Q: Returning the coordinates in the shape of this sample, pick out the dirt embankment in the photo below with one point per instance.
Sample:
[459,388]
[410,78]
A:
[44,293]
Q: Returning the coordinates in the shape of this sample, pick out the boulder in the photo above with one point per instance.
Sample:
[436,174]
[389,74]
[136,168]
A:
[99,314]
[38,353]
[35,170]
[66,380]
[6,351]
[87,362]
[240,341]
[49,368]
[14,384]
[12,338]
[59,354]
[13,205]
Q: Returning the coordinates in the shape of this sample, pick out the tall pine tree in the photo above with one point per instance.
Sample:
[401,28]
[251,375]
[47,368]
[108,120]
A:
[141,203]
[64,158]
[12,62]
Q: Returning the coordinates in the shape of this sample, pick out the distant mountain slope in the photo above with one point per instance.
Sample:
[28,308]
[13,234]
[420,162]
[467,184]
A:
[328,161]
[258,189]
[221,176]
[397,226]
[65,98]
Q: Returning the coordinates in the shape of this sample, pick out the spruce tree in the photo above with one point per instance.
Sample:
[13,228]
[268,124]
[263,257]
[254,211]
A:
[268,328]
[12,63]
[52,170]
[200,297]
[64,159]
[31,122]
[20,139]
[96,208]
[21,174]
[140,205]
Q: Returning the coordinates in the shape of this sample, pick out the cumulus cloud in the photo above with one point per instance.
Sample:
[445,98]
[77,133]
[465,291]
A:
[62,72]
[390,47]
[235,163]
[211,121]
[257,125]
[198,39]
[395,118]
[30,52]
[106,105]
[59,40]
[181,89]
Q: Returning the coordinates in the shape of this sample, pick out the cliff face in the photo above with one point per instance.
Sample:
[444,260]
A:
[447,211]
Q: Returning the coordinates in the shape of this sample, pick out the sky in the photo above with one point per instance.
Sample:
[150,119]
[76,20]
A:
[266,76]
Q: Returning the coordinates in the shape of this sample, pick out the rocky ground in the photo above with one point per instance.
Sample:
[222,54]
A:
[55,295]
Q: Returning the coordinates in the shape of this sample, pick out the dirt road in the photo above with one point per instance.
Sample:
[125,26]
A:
* * *
### Task to complete
Word for word, repeat each entry from the listing above.

### Result of this exercise
Q: Returning the coordinates in the shape of this sample, pick out the dirt embankment in the photo below with one point per instance.
Sample:
[459,388]
[410,78]
A:
[44,293]
Q: Returning the coordinates in the shape of this sample, pick out the boulder in the photo above with one point per instance.
Sample:
[436,174]
[389,74]
[136,168]
A:
[99,314]
[38,353]
[35,170]
[66,380]
[6,351]
[87,362]
[240,341]
[49,368]
[14,384]
[12,338]
[59,354]
[13,205]
Q: Returning the coordinates in the shape of this sample, pick out the tall pine tree in the photo above with one point per instance.
Sample:
[401,28]
[251,375]
[47,368]
[108,120]
A:
[141,203]
[64,158]
[12,62]
Q: Returning the coordinates in the shape of this sample, pick out the distant mountain slope in the photo above with one point per instance.
Sample:
[28,308]
[13,234]
[420,162]
[467,184]
A:
[328,161]
[258,189]
[221,176]
[397,226]
[65,98]
Q: Returning the coordinates in the shape of this sample, pick out the spruce tree in the photo above with one point per instance.
Sample:
[13,228]
[268,124]
[263,257]
[254,211]
A:
[268,328]
[12,63]
[52,170]
[200,297]
[64,159]
[31,122]
[20,139]
[96,208]
[21,174]
[140,205]
Q: Returning the coordinates in the shape of this sample, pick out the cumulus cloud in the photo above with one point per instance.
Sample:
[445,98]
[77,133]
[465,291]
A:
[62,72]
[390,47]
[235,163]
[211,121]
[257,125]
[198,39]
[395,118]
[30,52]
[106,105]
[59,40]
[181,89]
Q: Returning the coordinates in the shape of this sample, pick out the cliff face in the photo above with one point per instance.
Sample:
[444,260]
A:
[447,211]
Q: Returning the coordinates in the shape of this sample, pick out the sky in the photo above with one point per instance.
Sample:
[150,119]
[76,20]
A:
[266,76]
Q: Returning the coordinates in the shape of this sample, pick out the rocky ground in the photo above with one point per instance.
Sample:
[222,54]
A:
[55,295]
Q: Returning the coordinates in the shape of this sample, pick out the dirt road in the photo above with one point per instance.
Sample:
[125,26]
A:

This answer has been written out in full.